* Do this *
Identify and copy every line in the lines below that contains the string "pole", treating case as significant.

++++ Material provided ++++

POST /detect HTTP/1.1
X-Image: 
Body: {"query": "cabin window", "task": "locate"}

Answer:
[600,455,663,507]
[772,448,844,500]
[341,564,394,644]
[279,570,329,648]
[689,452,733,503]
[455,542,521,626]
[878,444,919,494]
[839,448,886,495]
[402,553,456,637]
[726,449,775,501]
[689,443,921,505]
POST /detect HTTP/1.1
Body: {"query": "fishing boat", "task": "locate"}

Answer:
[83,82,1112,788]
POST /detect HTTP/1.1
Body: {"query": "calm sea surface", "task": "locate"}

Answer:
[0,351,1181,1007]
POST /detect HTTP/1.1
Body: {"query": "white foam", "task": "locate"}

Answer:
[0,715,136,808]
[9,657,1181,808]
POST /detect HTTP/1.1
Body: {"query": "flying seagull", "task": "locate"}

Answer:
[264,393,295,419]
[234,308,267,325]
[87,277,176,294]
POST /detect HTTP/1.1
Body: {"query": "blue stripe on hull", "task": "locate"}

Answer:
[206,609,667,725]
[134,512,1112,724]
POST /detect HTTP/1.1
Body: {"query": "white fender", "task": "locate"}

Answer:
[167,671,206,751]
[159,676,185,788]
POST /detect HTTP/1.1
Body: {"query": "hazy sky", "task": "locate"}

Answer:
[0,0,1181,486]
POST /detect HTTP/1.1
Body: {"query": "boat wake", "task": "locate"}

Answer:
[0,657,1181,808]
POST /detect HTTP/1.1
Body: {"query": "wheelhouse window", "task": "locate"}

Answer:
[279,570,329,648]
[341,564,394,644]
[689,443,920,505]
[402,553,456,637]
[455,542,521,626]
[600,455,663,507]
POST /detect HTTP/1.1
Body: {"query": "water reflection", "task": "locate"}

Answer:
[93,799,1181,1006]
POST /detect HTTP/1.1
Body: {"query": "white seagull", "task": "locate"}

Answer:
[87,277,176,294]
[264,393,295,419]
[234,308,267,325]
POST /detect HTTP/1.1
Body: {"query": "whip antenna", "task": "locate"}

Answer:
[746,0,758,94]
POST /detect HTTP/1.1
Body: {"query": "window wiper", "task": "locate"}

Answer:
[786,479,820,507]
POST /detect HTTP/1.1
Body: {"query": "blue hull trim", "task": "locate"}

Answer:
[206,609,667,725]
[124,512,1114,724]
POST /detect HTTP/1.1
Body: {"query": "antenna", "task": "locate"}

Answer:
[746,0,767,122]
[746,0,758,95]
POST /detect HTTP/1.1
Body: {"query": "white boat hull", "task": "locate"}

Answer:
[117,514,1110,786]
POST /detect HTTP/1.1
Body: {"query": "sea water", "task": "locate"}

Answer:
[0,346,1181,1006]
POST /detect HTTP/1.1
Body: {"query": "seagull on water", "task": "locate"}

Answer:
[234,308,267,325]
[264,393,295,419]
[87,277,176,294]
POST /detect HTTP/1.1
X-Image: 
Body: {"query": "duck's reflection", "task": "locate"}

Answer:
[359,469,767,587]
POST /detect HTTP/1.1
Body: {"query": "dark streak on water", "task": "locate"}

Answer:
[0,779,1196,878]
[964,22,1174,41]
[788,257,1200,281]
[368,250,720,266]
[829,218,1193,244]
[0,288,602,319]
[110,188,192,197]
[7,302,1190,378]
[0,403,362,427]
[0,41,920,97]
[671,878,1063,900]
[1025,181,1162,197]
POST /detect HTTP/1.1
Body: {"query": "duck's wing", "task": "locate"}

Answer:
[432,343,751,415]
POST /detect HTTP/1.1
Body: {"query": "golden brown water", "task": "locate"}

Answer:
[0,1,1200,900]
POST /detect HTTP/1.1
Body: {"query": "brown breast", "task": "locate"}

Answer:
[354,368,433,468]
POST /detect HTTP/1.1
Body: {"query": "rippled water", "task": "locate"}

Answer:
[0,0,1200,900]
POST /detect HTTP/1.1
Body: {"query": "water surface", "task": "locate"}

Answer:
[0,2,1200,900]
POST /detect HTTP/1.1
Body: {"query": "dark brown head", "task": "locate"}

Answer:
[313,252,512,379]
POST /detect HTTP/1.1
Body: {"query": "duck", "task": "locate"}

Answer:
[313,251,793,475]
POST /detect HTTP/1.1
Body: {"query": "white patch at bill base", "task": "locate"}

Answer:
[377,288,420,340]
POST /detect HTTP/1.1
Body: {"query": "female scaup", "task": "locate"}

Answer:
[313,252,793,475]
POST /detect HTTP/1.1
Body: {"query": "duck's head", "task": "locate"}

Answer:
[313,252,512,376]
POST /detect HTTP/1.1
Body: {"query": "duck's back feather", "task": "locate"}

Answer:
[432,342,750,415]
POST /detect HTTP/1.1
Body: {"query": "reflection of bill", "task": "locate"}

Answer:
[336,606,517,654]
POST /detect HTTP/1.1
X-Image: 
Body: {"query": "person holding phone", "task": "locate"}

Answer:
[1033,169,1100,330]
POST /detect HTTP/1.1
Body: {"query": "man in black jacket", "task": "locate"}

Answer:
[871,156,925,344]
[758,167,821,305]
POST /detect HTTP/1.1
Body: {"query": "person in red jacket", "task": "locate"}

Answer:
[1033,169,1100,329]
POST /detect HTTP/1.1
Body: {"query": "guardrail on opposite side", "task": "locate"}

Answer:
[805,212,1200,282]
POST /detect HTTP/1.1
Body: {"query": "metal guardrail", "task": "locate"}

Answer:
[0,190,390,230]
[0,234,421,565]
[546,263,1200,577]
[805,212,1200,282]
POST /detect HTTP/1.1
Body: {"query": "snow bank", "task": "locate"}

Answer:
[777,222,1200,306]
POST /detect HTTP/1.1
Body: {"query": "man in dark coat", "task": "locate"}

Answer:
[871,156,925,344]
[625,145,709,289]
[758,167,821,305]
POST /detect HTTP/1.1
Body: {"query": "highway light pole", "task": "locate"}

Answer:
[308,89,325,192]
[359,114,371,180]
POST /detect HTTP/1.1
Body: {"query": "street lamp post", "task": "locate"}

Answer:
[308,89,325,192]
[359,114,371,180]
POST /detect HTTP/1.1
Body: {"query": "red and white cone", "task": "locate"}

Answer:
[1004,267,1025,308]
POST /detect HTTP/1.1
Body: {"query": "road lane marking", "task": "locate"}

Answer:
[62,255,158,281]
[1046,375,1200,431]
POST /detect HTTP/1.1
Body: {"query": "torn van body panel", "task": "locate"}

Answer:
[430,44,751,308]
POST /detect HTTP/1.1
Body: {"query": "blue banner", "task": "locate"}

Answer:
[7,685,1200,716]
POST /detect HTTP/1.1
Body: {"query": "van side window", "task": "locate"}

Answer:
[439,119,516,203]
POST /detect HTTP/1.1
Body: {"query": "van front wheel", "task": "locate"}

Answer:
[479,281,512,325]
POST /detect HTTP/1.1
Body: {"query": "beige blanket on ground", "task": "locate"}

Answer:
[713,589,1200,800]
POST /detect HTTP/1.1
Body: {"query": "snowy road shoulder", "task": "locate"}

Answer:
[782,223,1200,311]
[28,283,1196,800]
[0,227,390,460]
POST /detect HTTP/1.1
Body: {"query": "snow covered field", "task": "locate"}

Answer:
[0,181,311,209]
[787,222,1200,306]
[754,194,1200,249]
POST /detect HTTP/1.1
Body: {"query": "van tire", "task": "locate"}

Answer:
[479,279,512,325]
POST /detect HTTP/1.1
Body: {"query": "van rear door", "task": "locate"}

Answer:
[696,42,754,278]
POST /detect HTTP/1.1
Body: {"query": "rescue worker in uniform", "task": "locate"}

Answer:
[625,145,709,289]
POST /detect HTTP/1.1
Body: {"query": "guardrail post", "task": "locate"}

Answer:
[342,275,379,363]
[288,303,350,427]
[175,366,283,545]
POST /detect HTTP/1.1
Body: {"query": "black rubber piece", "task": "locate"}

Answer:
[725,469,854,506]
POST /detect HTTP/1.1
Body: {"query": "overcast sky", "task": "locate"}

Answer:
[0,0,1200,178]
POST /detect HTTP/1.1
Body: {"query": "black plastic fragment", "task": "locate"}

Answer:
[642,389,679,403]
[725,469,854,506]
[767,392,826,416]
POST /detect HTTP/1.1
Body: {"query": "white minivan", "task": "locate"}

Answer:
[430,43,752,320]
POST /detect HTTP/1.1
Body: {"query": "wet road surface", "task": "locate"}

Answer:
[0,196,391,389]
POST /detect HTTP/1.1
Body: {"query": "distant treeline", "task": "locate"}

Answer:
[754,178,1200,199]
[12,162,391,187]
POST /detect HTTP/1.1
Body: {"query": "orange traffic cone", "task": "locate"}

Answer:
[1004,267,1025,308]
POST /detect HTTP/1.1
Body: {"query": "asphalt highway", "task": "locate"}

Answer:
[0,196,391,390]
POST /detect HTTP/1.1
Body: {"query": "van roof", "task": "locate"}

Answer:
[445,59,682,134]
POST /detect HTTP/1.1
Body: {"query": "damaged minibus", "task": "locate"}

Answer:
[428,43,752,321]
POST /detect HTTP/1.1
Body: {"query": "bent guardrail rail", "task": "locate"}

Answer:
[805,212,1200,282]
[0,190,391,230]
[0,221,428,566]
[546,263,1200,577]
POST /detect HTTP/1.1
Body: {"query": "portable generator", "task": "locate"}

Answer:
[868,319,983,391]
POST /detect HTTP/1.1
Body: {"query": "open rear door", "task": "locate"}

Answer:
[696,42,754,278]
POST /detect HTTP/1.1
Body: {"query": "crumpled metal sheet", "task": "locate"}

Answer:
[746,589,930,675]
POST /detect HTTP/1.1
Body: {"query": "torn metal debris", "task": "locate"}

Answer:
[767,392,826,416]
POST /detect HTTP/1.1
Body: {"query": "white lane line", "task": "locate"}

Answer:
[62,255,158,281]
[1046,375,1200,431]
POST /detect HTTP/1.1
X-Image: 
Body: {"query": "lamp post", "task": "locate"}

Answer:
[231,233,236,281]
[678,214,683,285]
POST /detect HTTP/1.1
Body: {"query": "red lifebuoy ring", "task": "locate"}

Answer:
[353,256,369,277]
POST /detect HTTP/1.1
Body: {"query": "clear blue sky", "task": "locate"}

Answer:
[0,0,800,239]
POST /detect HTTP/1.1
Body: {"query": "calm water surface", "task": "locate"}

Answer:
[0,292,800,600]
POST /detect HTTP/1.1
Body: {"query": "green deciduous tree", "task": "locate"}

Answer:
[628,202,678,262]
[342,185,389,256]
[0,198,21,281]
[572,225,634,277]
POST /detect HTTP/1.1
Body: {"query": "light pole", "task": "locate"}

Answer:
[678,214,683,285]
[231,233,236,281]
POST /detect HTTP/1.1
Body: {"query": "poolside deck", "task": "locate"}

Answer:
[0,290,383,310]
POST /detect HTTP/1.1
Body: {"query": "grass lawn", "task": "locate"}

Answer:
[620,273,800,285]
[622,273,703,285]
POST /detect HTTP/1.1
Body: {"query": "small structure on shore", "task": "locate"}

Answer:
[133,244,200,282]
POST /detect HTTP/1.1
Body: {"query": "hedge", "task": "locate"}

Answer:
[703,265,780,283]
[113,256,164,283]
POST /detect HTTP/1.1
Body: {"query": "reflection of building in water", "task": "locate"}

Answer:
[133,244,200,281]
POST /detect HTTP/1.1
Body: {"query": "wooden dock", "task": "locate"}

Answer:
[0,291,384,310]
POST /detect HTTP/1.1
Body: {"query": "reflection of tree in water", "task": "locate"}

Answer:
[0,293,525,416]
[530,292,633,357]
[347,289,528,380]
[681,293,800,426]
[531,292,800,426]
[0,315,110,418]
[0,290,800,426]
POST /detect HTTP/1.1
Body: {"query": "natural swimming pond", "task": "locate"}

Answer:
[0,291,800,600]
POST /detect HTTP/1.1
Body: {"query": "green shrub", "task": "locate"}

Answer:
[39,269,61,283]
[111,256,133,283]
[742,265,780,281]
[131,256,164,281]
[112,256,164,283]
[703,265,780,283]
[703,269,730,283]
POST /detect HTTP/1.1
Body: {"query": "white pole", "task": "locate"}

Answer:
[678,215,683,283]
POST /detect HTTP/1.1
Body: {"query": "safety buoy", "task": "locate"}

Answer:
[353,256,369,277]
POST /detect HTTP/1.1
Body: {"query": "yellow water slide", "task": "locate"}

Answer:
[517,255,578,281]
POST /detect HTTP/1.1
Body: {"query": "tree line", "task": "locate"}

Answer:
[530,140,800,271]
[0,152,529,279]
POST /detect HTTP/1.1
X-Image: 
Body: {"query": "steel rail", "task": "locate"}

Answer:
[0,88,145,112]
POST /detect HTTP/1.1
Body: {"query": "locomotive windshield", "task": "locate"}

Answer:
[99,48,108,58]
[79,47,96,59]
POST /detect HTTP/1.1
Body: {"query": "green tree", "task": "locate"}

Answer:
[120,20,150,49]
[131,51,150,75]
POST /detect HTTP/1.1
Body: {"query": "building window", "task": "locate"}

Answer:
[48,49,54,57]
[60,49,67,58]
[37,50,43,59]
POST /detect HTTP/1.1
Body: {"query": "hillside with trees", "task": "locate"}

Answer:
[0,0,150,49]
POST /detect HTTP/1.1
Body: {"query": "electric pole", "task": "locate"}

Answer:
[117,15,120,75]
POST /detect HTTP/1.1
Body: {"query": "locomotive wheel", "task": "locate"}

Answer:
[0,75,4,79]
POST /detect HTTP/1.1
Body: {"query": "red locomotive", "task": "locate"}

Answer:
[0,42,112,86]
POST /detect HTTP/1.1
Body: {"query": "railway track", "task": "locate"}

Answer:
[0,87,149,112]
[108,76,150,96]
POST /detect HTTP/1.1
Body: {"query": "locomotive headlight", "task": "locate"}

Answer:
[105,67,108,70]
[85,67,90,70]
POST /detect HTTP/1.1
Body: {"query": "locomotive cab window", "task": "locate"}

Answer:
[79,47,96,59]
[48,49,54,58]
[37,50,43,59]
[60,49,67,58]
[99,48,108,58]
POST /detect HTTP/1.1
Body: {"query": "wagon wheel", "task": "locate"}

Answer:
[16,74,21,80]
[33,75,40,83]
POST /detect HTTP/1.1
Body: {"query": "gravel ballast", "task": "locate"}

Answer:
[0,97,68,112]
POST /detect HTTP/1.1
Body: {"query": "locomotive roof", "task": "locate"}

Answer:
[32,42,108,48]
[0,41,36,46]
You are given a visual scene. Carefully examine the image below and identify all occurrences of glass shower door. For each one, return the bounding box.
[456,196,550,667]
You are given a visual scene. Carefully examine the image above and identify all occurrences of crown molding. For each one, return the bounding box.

++++

* Worked solution *
Body: {"query": "highway light pole", "task": "locate"}
Body: {"query": "light pole", "task": "locate"}
Body: {"query": "white pole", "task": "locate"}
Body: {"query": "electric pole", "task": "locate"}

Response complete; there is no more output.